§ Problem description
Reproduce only the lines from the line containing "Could you spot the tree" to the end of the entries below, including both of those lines.

§ Exercise input
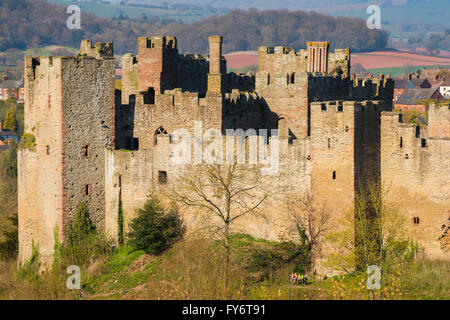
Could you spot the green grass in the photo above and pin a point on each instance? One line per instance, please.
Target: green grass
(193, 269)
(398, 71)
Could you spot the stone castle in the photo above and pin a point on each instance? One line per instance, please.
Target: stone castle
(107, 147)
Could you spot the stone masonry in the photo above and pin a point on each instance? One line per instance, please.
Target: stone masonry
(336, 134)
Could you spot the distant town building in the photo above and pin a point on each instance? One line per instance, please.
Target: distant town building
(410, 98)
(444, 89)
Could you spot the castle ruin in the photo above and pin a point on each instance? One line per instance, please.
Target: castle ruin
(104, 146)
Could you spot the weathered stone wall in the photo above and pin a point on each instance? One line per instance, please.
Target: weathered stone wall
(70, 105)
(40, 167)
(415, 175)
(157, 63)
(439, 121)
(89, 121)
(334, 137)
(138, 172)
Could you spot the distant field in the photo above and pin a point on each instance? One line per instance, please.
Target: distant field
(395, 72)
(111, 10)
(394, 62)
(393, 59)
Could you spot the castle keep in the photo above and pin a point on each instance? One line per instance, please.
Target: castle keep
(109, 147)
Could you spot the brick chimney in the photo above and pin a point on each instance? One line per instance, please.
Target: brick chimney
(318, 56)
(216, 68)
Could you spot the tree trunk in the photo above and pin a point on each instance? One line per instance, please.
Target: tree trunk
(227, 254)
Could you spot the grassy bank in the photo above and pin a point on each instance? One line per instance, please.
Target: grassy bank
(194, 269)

§ Answer to the problem
Could you spot the tree trunk in the photo above and pin a point on each instance? One line per instance, please.
Target: tree trunk
(227, 254)
Could you spot the grassy bank in the photo above and pin a point on each instance? One line per instance, please.
Target: grassy bank
(194, 269)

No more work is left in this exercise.